[КОРОТКОЕ ЗАДАНИЕ A]:
Определите, согласуются ли с очерком об А. А. Бейере следующие утверждения, и для каждого ответьте «да» или «нет», приведя решающие слова очерка в виде точной цитаты. (i) Гимназия, которой руководил Бейер, образовалась в Константинополе в 1922 году. (ii) В гимназии Бейер сам преподавал историю. (iii) Бейер нередко повышал голос на учеников.
[КОРОТКОЕ ЗАДАНИЕ B]:
Напишите продолжение очерка об А. А. Бейере, начиная сразу после его последней фразы.

[ПРЕДОСТАВЛЕННЫЙ ОТРЫВОК]:
▽
А. А. Бейер*
А. А. Бейер*
Недавно в Буэнос-Айресе умер Анатолий Аполлонович Бейер. Эта смерть прошла почти незамеченной; в газете появилось несколько строк, затем в одной из церквей Парижа была отслужена панихида, на которую пришли бывшие ученики и ученицы Шуменской гимназии, которой он был директором, и всё. Вместе с тем, Анатолий Аполлонович имел бы полное право на почетное место в истории русской интеллигенции. Эмигрантские условия существования, жестокие и несправедливые обстоятельства его личной жизни решили иначе. Это, конечно, не единственный случай. Интеллектуальные ценности теперь «котируются» ниже, чем когда бы то ни было. Это в конце концов понятно и апеллировать в сущности не к кому. Анатолий Аполлонович был жертвой именно этого положения вещей.
Он был директором русской эмигрантской гимназии, образовавшейся в Константинополе в 1922 г. и переехавшей потом в Болгарию, где она и кончила свое существование через несколько лет – за недостатком средств, успев, однако, выпустить несколько поколений эмигрантов-абитуриентов. Теперь кажется невероятным, что она могла вообще существовать при таком составе учеников – бывших солдат, офицеров, матросов, спекулянтов, совершенно взрослых, только что вырвавшихся из ада гражданской войны. Как можно было «вернуть культуре» этих бывших комендантов, командиров и просто потерявшихся людей, которые давно забыли о книгах, учебниках и сочинениях по русской литературе? Эти заслуги принадлежали Анатолию Аполлоновичу – и, я думаю, только ему оказались по силам.
Он никогда не прибегал ни к каким наказаниям, он даже никогда не повышал голоса. Но удивительный его педагогический дар заключался в том, что его авторитет никем не оспаривался, точно так же, как его решения. Сам он преподавал физику – и у него не могло быть и не было плохих учеников. У него нельзя было не учиться – не только потому, что он делал свой предмет интересным, но еще и оттого, что это было неловко по отношению к нему лично. Он об этом не говорил и даже не давал это понять – но это было очевидно в одинаковой степени и для примерного первого ученика и для последнего, которому было, казалось бы, наплевать на все решительно. Самые отчаянные люди, идущие к нему с тем, чтобы протестовать, требовать и т. д. – в его присутствии сразу терялись и все кончалось очень мирным разговором. Но он не культивировал этого своего очарования и, казалось, забывал о нем. Когда я думал о нем, мне нужно было сделать большое усилие, чтобы вспомнить, что он был генералом – настолько он был непохожим на военного – хотя я не сомневаюсь, что и военным он был выдающимся.
△
[ПРЕДОСТАВЛЕННЫЕ ДАННЫЕ]:
▽
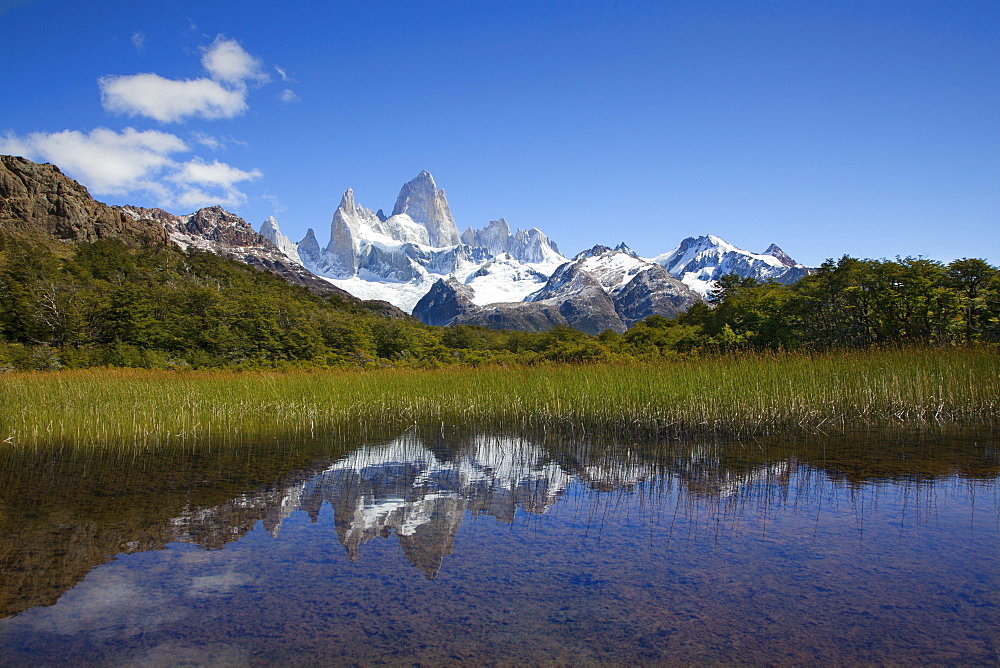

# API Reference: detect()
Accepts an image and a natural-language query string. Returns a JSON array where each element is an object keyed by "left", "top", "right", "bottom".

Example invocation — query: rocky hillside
[{"left": 0, "top": 155, "right": 167, "bottom": 244}]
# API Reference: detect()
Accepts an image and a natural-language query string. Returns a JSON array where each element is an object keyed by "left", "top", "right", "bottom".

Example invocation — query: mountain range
[
  {"left": 0, "top": 156, "right": 809, "bottom": 334},
  {"left": 254, "top": 171, "right": 809, "bottom": 334}
]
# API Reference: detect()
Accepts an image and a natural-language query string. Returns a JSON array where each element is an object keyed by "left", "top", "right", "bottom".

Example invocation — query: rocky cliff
[{"left": 0, "top": 155, "right": 167, "bottom": 243}]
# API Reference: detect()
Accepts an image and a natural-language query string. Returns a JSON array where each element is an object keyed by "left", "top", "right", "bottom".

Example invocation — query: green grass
[{"left": 0, "top": 347, "right": 1000, "bottom": 447}]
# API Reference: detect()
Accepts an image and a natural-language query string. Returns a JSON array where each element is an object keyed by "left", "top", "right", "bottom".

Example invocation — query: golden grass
[{"left": 0, "top": 347, "right": 1000, "bottom": 446}]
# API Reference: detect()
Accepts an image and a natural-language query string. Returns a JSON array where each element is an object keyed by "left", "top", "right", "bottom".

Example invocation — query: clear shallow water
[{"left": 0, "top": 430, "right": 1000, "bottom": 665}]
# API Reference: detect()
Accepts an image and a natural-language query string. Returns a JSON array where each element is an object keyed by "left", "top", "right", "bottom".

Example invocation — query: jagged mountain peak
[
  {"left": 761, "top": 244, "right": 797, "bottom": 267},
  {"left": 392, "top": 169, "right": 462, "bottom": 248},
  {"left": 614, "top": 241, "right": 639, "bottom": 258},
  {"left": 652, "top": 234, "right": 809, "bottom": 297}
]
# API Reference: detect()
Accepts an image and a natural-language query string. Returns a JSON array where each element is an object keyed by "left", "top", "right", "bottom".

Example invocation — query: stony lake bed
[{"left": 0, "top": 423, "right": 1000, "bottom": 665}]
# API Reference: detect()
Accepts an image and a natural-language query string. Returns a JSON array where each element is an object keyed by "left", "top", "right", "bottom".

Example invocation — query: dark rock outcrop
[{"left": 0, "top": 155, "right": 167, "bottom": 244}]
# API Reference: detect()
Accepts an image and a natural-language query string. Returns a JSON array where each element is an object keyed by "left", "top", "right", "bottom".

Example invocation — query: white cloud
[
  {"left": 98, "top": 32, "right": 269, "bottom": 123},
  {"left": 0, "top": 128, "right": 262, "bottom": 208},
  {"left": 169, "top": 158, "right": 262, "bottom": 188},
  {"left": 201, "top": 35, "right": 268, "bottom": 85},
  {"left": 274, "top": 65, "right": 295, "bottom": 83},
  {"left": 98, "top": 74, "right": 247, "bottom": 123},
  {"left": 0, "top": 128, "right": 188, "bottom": 194},
  {"left": 191, "top": 132, "right": 225, "bottom": 151},
  {"left": 278, "top": 88, "right": 302, "bottom": 104}
]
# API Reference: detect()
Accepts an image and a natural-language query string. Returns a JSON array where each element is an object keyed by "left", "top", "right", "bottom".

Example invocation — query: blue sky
[{"left": 0, "top": 0, "right": 1000, "bottom": 264}]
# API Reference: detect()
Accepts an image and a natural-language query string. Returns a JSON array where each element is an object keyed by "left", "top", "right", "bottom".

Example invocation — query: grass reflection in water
[{"left": 0, "top": 428, "right": 1000, "bottom": 663}]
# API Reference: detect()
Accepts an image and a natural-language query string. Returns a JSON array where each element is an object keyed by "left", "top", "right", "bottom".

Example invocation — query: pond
[{"left": 0, "top": 427, "right": 1000, "bottom": 665}]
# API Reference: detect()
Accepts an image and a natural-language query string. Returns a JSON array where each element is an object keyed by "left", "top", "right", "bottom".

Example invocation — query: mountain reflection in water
[{"left": 0, "top": 429, "right": 1000, "bottom": 663}]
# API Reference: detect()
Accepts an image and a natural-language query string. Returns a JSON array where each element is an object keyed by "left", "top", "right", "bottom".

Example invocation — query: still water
[{"left": 0, "top": 427, "right": 1000, "bottom": 665}]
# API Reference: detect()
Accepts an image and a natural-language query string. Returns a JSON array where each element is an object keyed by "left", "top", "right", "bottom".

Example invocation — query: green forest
[{"left": 0, "top": 227, "right": 1000, "bottom": 370}]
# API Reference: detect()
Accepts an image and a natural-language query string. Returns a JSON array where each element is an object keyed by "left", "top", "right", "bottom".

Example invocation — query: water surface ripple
[{"left": 0, "top": 428, "right": 1000, "bottom": 665}]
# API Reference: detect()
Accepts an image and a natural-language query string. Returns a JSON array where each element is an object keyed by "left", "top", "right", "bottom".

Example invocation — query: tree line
[{"left": 0, "top": 233, "right": 1000, "bottom": 370}]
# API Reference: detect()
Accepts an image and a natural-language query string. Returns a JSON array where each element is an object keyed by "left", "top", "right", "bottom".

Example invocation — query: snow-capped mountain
[
  {"left": 115, "top": 204, "right": 368, "bottom": 298},
  {"left": 650, "top": 234, "right": 809, "bottom": 297},
  {"left": 413, "top": 244, "right": 699, "bottom": 334},
  {"left": 260, "top": 216, "right": 302, "bottom": 264},
  {"left": 261, "top": 171, "right": 566, "bottom": 311},
  {"left": 250, "top": 171, "right": 809, "bottom": 333}
]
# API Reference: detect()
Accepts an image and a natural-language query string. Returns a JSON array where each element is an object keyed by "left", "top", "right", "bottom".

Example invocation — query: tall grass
[{"left": 0, "top": 348, "right": 1000, "bottom": 447}]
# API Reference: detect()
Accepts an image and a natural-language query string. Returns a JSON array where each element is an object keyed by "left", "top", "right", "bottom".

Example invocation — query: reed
[{"left": 0, "top": 347, "right": 1000, "bottom": 447}]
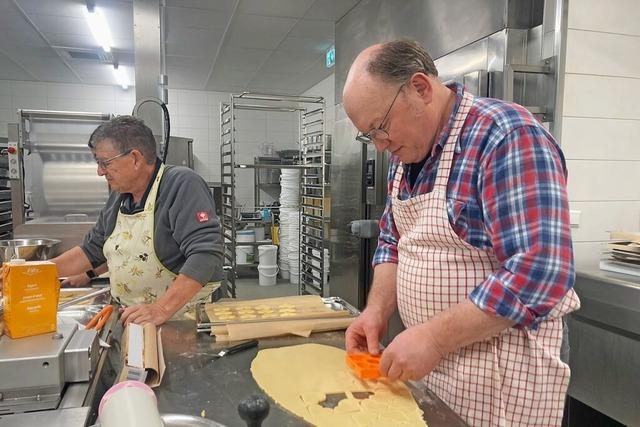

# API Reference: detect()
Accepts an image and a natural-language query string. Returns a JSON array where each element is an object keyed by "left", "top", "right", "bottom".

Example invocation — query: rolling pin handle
[{"left": 238, "top": 394, "right": 269, "bottom": 427}]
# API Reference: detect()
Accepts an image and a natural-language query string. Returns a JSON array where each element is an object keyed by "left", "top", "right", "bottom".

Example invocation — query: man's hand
[
  {"left": 380, "top": 323, "right": 444, "bottom": 381},
  {"left": 60, "top": 273, "right": 91, "bottom": 288},
  {"left": 345, "top": 309, "right": 388, "bottom": 354},
  {"left": 120, "top": 303, "right": 171, "bottom": 326}
]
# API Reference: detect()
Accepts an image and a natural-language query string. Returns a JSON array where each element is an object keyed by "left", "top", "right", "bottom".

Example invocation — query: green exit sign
[{"left": 325, "top": 46, "right": 336, "bottom": 68}]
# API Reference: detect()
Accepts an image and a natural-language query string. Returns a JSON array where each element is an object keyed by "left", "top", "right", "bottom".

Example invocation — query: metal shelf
[{"left": 220, "top": 92, "right": 327, "bottom": 297}]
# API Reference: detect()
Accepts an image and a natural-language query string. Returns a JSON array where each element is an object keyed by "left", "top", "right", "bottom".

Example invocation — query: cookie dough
[{"left": 251, "top": 344, "right": 426, "bottom": 427}]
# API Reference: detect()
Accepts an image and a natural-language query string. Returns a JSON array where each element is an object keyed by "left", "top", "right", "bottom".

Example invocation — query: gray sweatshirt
[{"left": 81, "top": 162, "right": 223, "bottom": 285}]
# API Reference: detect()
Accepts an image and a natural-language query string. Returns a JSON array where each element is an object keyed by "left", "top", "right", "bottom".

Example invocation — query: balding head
[{"left": 342, "top": 40, "right": 453, "bottom": 162}]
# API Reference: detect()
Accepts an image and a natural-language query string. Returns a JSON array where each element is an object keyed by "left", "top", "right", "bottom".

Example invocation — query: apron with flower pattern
[
  {"left": 103, "top": 165, "right": 220, "bottom": 319},
  {"left": 391, "top": 92, "right": 580, "bottom": 426}
]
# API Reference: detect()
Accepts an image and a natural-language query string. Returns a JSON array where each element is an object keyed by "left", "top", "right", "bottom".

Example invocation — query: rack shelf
[{"left": 220, "top": 92, "right": 328, "bottom": 298}]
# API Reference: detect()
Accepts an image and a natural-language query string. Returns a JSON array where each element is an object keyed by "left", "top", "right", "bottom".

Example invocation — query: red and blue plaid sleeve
[
  {"left": 469, "top": 126, "right": 575, "bottom": 329},
  {"left": 371, "top": 161, "right": 400, "bottom": 267}
]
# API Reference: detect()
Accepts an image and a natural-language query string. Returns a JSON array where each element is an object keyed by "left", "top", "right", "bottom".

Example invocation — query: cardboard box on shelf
[{"left": 2, "top": 260, "right": 60, "bottom": 339}]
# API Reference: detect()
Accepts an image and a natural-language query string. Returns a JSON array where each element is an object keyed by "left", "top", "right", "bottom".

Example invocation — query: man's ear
[
  {"left": 131, "top": 148, "right": 146, "bottom": 169},
  {"left": 407, "top": 73, "right": 433, "bottom": 104}
]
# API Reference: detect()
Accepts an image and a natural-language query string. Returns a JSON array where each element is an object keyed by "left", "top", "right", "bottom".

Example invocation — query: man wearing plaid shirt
[{"left": 343, "top": 40, "right": 579, "bottom": 425}]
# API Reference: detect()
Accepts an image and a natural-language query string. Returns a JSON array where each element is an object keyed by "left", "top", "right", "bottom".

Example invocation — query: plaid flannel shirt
[{"left": 373, "top": 83, "right": 575, "bottom": 329}]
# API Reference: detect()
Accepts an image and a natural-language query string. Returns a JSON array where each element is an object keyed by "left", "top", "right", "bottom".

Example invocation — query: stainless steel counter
[
  {"left": 567, "top": 269, "right": 640, "bottom": 425},
  {"left": 155, "top": 321, "right": 466, "bottom": 427}
]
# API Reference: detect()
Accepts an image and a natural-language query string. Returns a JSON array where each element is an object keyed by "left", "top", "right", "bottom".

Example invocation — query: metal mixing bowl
[{"left": 0, "top": 238, "right": 60, "bottom": 262}]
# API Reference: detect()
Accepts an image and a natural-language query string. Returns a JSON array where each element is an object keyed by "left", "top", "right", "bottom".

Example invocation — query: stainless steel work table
[
  {"left": 148, "top": 321, "right": 466, "bottom": 427},
  {"left": 567, "top": 268, "right": 640, "bottom": 425}
]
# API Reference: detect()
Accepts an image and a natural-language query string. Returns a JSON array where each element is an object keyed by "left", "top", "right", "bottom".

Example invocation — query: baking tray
[{"left": 195, "top": 297, "right": 360, "bottom": 333}]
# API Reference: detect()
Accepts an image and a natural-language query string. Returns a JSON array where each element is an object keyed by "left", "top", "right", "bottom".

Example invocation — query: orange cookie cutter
[{"left": 345, "top": 353, "right": 380, "bottom": 380}]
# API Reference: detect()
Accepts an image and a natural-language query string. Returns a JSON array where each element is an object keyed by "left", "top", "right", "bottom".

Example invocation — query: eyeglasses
[
  {"left": 356, "top": 82, "right": 407, "bottom": 144},
  {"left": 95, "top": 149, "right": 133, "bottom": 169}
]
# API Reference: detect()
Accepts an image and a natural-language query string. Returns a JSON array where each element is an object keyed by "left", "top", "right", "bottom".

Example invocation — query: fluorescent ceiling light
[
  {"left": 113, "top": 64, "right": 129, "bottom": 90},
  {"left": 83, "top": 7, "right": 113, "bottom": 52}
]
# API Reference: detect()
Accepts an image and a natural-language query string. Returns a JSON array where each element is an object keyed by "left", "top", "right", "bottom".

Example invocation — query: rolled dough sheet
[{"left": 251, "top": 344, "right": 426, "bottom": 427}]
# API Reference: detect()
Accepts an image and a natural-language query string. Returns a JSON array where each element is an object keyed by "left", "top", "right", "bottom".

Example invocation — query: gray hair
[
  {"left": 367, "top": 40, "right": 438, "bottom": 83},
  {"left": 88, "top": 116, "right": 157, "bottom": 164}
]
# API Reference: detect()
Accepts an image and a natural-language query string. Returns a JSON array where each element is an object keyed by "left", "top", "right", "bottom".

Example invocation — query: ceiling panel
[
  {"left": 166, "top": 7, "right": 231, "bottom": 32},
  {"left": 278, "top": 36, "right": 334, "bottom": 53},
  {"left": 216, "top": 46, "right": 273, "bottom": 70},
  {"left": 167, "top": 0, "right": 238, "bottom": 12},
  {"left": 225, "top": 14, "right": 297, "bottom": 49},
  {"left": 24, "top": 58, "right": 79, "bottom": 83},
  {"left": 238, "top": 0, "right": 315, "bottom": 18},
  {"left": 167, "top": 64, "right": 209, "bottom": 89},
  {"left": 260, "top": 51, "right": 319, "bottom": 73},
  {"left": 165, "top": 28, "right": 224, "bottom": 58},
  {"left": 29, "top": 13, "right": 93, "bottom": 38},
  {"left": 0, "top": 0, "right": 342, "bottom": 93},
  {"left": 15, "top": 0, "right": 85, "bottom": 18},
  {"left": 289, "top": 18, "right": 335, "bottom": 40},
  {"left": 2, "top": 44, "right": 59, "bottom": 60},
  {"left": 305, "top": 0, "right": 360, "bottom": 22},
  {"left": 0, "top": 52, "right": 33, "bottom": 80},
  {"left": 209, "top": 65, "right": 256, "bottom": 87},
  {"left": 73, "top": 62, "right": 120, "bottom": 85}
]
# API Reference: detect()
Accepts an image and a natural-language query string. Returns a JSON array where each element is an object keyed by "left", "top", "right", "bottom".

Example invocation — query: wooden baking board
[{"left": 205, "top": 295, "right": 351, "bottom": 325}]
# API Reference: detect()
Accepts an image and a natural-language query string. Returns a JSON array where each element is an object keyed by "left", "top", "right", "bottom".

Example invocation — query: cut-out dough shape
[{"left": 251, "top": 344, "right": 426, "bottom": 427}]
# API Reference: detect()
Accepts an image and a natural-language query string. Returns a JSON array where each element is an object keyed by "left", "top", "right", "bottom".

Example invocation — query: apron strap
[
  {"left": 391, "top": 91, "right": 473, "bottom": 199},
  {"left": 433, "top": 91, "right": 473, "bottom": 194}
]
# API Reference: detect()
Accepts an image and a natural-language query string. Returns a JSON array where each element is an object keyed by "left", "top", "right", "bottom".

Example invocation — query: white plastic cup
[
  {"left": 98, "top": 381, "right": 163, "bottom": 427},
  {"left": 258, "top": 245, "right": 278, "bottom": 267},
  {"left": 236, "top": 230, "right": 256, "bottom": 264},
  {"left": 258, "top": 265, "right": 278, "bottom": 286}
]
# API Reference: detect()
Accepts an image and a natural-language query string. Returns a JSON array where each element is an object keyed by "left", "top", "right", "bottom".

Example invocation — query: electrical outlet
[{"left": 569, "top": 210, "right": 582, "bottom": 228}]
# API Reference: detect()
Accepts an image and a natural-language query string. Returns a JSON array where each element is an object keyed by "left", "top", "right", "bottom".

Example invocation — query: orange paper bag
[{"left": 2, "top": 260, "right": 60, "bottom": 339}]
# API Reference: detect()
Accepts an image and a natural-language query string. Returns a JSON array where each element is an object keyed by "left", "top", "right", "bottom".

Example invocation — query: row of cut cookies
[{"left": 212, "top": 304, "right": 297, "bottom": 320}]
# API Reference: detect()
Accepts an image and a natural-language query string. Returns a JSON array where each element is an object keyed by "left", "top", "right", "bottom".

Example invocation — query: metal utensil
[
  {"left": 213, "top": 340, "right": 258, "bottom": 359},
  {"left": 0, "top": 238, "right": 61, "bottom": 261},
  {"left": 58, "top": 286, "right": 111, "bottom": 310}
]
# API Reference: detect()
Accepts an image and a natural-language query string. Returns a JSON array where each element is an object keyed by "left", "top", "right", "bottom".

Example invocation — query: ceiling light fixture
[
  {"left": 83, "top": 6, "right": 113, "bottom": 52},
  {"left": 113, "top": 63, "right": 129, "bottom": 90}
]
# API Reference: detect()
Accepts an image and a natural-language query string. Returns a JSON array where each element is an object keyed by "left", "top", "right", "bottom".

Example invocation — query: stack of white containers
△
[ОТВЕТ A]:
(i) Да: «образовавшейся в Константинополе в 1922 г.»
(ii) Нет: «Сам он преподавал физику»
(iii) Нет: «он даже никогда не повышал голоса»

[ОТВЕТ B]:
Он был человек огромной гуманитарной культуры – одним из лучших представителей русской интеллигенции, каких мне приходилось встречать. У него был один недостаток: как очень умные люди, он не любил, когда его не сразу понимали, и на секунду в его глазах мелькало раздражение, но он тотчас же овладевал собой и снова принимался объяснять.
Объяснения его были удивительны по разнообразию понятий, которыми он оперировал; хорошему ученику он говорил несколько фраз, прибавляя – «понимаете?», плохому или менее культурному объяснял долго, не выходя из области идей, доступных именно его поневоле ограниченному пониманию. Кто-то шутя говорил про него, что, если ему дать час времени, он объяснит средней кухарке бином Ньютона.
Он управлял гимназией на основании принципов, которые у всякого другого директора кончились бы совершенно катастрофическим образом. Он ничего не запрещал и не применял никаких взысканий; и самое удивительное было то, что это незачем было делать. Вечерами иногда он собирал всю гимназию и говорил о некоторых поступках учеников, тут же их комментируя, – и получалось всегда так, что провинившиеся чувствовали себя в таком глупом и смешном положении, в каком никогда не бывали: и это служило совершенно достойным уроком. Его исключительный ум был совершенно лишен высокомерия, на которое имел право; он разговаривал с каждым учеником, как равный, и эффект получался безошибочный – было слишком стыдно потом не оправдать его доверие. (Помню, как мы – нас было несколько человек – пришли к нему протестовать по поводу того, что в зале, который примыкал к нашему дортуару, постоянно устраивались танцевальные вечеринки; шум мешал нам заниматься. Он сказал: вот, вы, конечно, люди глубокомысленные и занимаетесь литературой и отвлеченными проблемами – а это все молодежь, знаете, у них голова легкая, им танцевать хочется. Вы их тоже поймите и пожалейте и потом, в конце концов, что вам мешает заниматься в другом дортуаре?)
Нельзя, конечно, в нескольких строках газетного некролога описать человека, особенно такого, как Анатолий Аполлонович. Но необходимо знать об этой утрате. Он давно уже не занимался педагогической деятельностью – по крайней мере, в русской среде. Но то, что он сделал пятнадцать лет тому назад, для нас, его бывших учеников, останется незабываемо. Когда мы очутились за границей, когда всё, чему нас учили, все положительные принципы, все начала этической культуры были так страшно, так непоправимо, казалось бы, разрушены – он доказал нам, что «вечные ценности» не гибнут и сила этого обратного движения, в которое он нас вовлек, исходила именно от него. И до тех пор, пока у нас сохранится память об этих годах и об Анатолии Аполлоновиче, нам есть чем гордиться – и есть что жалеть.
Я бы хотел написать об Анатолии Аполлоновиче самые верные, самые лучшие слова, которые я знаю. Я хочу надеяться, что он знал всегда, до последних дней своей жизни, что наша благодарность ему и наша преданность его памяти неизменны – что бы ни случилось, где бы мы ни были; потому что, будучи его верным учеником, я полагаю, лучшее, что есть в человеке, – сделано из не погибающей и в каком-то смысле, быть может, бессмертной материи: и сквозь много лет поминутных, настойчивых опровержений этой гордой истины, я верю в нее так же твердо, как тогда, в Константинополе, как нас учил ей Ан<атолий> Ап<оллонович>.